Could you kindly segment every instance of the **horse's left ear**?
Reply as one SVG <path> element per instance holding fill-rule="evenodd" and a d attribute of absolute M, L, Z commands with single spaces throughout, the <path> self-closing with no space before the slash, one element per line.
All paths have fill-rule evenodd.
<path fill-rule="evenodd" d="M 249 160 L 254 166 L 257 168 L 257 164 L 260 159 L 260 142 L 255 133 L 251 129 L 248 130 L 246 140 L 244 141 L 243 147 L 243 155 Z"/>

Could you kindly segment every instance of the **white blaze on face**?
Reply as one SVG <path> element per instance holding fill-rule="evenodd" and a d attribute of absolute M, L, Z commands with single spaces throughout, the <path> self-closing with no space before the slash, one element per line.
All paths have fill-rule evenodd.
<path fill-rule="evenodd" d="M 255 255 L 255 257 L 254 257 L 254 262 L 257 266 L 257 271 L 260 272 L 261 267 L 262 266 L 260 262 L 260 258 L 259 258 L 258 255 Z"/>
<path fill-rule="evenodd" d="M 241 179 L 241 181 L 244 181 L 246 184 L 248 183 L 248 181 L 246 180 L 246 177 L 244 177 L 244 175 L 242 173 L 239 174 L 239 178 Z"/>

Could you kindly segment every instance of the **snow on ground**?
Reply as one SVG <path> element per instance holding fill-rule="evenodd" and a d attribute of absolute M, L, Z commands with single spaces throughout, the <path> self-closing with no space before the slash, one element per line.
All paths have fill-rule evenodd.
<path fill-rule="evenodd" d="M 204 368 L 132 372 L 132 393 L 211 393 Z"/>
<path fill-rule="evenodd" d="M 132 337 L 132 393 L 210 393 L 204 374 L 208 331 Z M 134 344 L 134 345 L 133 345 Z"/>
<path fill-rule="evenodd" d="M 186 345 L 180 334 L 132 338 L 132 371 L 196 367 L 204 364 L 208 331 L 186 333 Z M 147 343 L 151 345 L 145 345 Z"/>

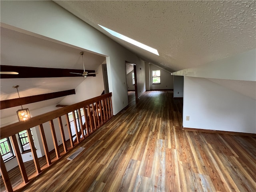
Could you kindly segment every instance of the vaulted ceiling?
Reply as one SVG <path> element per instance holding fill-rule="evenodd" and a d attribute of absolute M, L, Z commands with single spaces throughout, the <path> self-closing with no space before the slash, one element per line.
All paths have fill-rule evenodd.
<path fill-rule="evenodd" d="M 170 72 L 256 47 L 254 1 L 54 1 L 142 59 Z M 98 24 L 156 49 L 159 56 L 113 36 Z M 78 48 L 2 27 L 0 43 L 1 65 L 83 68 L 79 53 L 86 50 Z M 84 59 L 86 68 L 94 70 L 105 60 L 88 52 Z M 83 80 L 82 77 L 2 79 L 1 100 L 17 97 L 14 84 L 21 86 L 24 97 L 74 88 Z"/>
<path fill-rule="evenodd" d="M 255 48 L 255 1 L 54 1 L 142 58 L 170 72 Z M 100 24 L 158 50 L 114 37 Z"/>

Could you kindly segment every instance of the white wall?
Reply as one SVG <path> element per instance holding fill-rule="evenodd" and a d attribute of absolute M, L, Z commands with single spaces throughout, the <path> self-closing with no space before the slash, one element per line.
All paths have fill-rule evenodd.
<path fill-rule="evenodd" d="M 95 72 L 99 73 L 96 77 L 84 78 L 82 83 L 75 88 L 76 94 L 65 97 L 60 104 L 70 105 L 100 96 L 104 89 L 101 65 L 95 70 Z"/>
<path fill-rule="evenodd" d="M 138 90 L 138 96 L 140 96 L 146 91 L 146 85 L 145 84 L 145 62 L 141 60 L 136 65 L 137 70 L 137 88 Z"/>
<path fill-rule="evenodd" d="M 56 108 L 55 105 L 51 106 L 42 108 L 40 109 L 32 110 L 30 111 L 30 112 L 31 115 L 31 117 L 32 117 L 47 113 L 54 110 L 56 110 L 57 109 L 57 108 Z M 67 127 L 67 126 L 65 126 L 65 124 L 66 124 L 65 117 L 62 116 L 62 125 L 64 128 L 63 128 L 64 130 L 66 140 L 69 139 L 69 137 Z M 3 125 L 6 126 L 18 122 L 18 120 L 17 116 L 12 116 L 8 118 L 2 119 L 1 119 L 0 122 L 1 127 L 3 126 L 4 126 Z M 54 123 L 55 128 L 55 129 L 56 133 L 56 136 L 57 140 L 58 141 L 58 145 L 60 145 L 62 144 L 62 140 L 61 139 L 61 136 L 60 135 L 60 132 L 58 125 L 58 122 L 57 119 L 54 119 Z M 45 132 L 46 142 L 48 146 L 48 150 L 49 150 L 49 151 L 50 151 L 53 150 L 54 148 L 53 142 L 52 141 L 52 134 L 51 134 L 50 124 L 48 122 L 47 122 L 43 124 L 43 126 L 44 126 L 44 130 Z M 36 148 L 37 149 L 36 154 L 38 156 L 38 157 L 39 158 L 42 157 L 44 155 L 44 150 L 42 143 L 41 139 L 41 136 L 38 126 L 37 126 L 36 127 L 32 128 L 31 131 L 33 134 L 35 146 L 36 147 Z M 60 141 L 60 142 L 59 142 L 58 141 Z M 29 152 L 24 154 L 22 154 L 22 157 L 24 162 L 26 162 L 32 160 L 31 152 Z M 18 165 L 16 158 L 14 158 L 13 159 L 5 162 L 5 164 L 6 167 L 7 171 L 10 170 Z"/>
<path fill-rule="evenodd" d="M 132 73 L 134 70 L 130 72 L 126 75 L 127 80 L 127 90 L 128 91 L 134 91 L 135 90 L 134 85 L 132 84 Z"/>
<path fill-rule="evenodd" d="M 172 73 L 174 75 L 256 81 L 256 50 Z"/>
<path fill-rule="evenodd" d="M 106 56 L 114 114 L 128 105 L 123 64 L 129 61 L 139 68 L 141 60 L 134 54 L 53 2 L 1 1 L 0 3 L 1 26 Z M 141 94 L 143 86 L 138 86 Z"/>
<path fill-rule="evenodd" d="M 146 90 L 147 91 L 150 91 L 150 72 L 149 65 L 148 62 L 145 62 L 145 83 Z"/>
<path fill-rule="evenodd" d="M 173 76 L 173 97 L 183 97 L 183 76 Z"/>
<path fill-rule="evenodd" d="M 171 75 L 170 72 L 152 64 L 150 64 L 149 69 L 151 90 L 173 89 L 173 76 Z M 152 71 L 155 70 L 160 70 L 161 76 L 161 84 L 152 84 Z"/>
<path fill-rule="evenodd" d="M 256 133 L 252 98 L 205 78 L 185 76 L 183 99 L 184 127 Z"/>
——
Please copy the stretch of material from the line containing "Could you kindly segment every instance of the white" through the line containing "138 90 L 138", swapping "white wall" for "painted wall" and leaving everything else unchanged.

Written reply:
Could you kindly segment every instance of the painted wall?
Reply as one SVG <path> element per instance holding fill-rule="evenodd" and a d attribute of absolute M, L, Z commands with single spaces throughout, the <path> self-closing with no space before the slash, one element per line.
All paths have fill-rule evenodd.
<path fill-rule="evenodd" d="M 95 72 L 99 73 L 96 77 L 84 78 L 82 83 L 75 88 L 76 94 L 65 97 L 60 104 L 70 105 L 100 96 L 104 89 L 101 65 L 95 70 Z"/>
<path fill-rule="evenodd" d="M 138 90 L 138 96 L 140 96 L 146 91 L 146 85 L 145 84 L 145 62 L 141 60 L 136 65 L 137 70 L 137 88 Z"/>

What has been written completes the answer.